== STATED GOAL ==
Locate each line in the items below that contains the word "every". Copy those lines.

━━━━━ INFORMATION GIVEN ━━━━━

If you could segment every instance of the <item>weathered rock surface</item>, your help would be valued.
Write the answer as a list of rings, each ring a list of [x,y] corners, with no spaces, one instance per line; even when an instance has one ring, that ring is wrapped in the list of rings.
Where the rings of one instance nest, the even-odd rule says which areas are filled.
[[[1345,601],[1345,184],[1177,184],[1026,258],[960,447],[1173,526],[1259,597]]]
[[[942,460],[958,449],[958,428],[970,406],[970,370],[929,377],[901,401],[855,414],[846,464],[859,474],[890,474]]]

━━━━━
━━━━━ INFORMATION GIVEN ━━━━━

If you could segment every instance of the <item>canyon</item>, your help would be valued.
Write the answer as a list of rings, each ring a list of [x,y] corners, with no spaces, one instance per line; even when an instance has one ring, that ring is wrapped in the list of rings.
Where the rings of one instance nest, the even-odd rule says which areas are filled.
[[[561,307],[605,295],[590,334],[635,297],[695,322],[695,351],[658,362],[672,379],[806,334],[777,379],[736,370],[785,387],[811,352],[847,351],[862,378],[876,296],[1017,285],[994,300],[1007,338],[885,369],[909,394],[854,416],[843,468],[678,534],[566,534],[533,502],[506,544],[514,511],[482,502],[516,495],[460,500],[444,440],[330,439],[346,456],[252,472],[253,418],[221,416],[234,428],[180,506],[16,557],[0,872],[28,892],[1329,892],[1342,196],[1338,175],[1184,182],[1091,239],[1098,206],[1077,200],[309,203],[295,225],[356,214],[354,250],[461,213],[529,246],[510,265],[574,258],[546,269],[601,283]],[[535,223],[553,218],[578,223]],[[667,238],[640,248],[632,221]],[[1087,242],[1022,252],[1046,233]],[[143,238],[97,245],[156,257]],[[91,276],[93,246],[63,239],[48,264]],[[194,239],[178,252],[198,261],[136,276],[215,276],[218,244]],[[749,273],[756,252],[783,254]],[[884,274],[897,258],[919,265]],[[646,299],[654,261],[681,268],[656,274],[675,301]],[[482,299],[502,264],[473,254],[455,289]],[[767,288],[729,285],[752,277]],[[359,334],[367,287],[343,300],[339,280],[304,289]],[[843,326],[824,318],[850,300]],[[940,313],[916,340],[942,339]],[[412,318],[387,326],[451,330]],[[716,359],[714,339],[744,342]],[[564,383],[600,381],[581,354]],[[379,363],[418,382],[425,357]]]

━━━━━
━━━━━ INFORMATION GIVEN ━━━━━

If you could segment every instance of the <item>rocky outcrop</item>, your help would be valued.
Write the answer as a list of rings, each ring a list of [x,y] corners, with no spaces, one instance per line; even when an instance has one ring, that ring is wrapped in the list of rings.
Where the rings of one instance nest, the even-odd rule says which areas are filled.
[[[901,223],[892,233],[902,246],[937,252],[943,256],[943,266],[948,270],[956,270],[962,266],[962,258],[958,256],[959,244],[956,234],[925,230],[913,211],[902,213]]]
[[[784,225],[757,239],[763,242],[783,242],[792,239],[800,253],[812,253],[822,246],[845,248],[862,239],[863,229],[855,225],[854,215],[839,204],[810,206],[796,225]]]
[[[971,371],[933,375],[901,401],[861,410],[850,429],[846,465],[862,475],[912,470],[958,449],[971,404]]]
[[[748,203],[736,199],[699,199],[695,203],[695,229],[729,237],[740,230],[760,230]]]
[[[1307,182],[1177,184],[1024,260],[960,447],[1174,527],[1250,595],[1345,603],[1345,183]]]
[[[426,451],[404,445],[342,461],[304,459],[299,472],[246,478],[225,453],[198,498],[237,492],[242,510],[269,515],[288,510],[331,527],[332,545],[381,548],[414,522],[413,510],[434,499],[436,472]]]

━━━━━

== OUTPUT FOR THIS TASK ==
If you could segment every instance of the <item>weathered rock surface</item>, your help would be valued.
If you could segment every instance of the <item>canyon</item>, your help would be valued.
If you could segment every instance of the <item>rocky outcrop</item>, your help would be valued.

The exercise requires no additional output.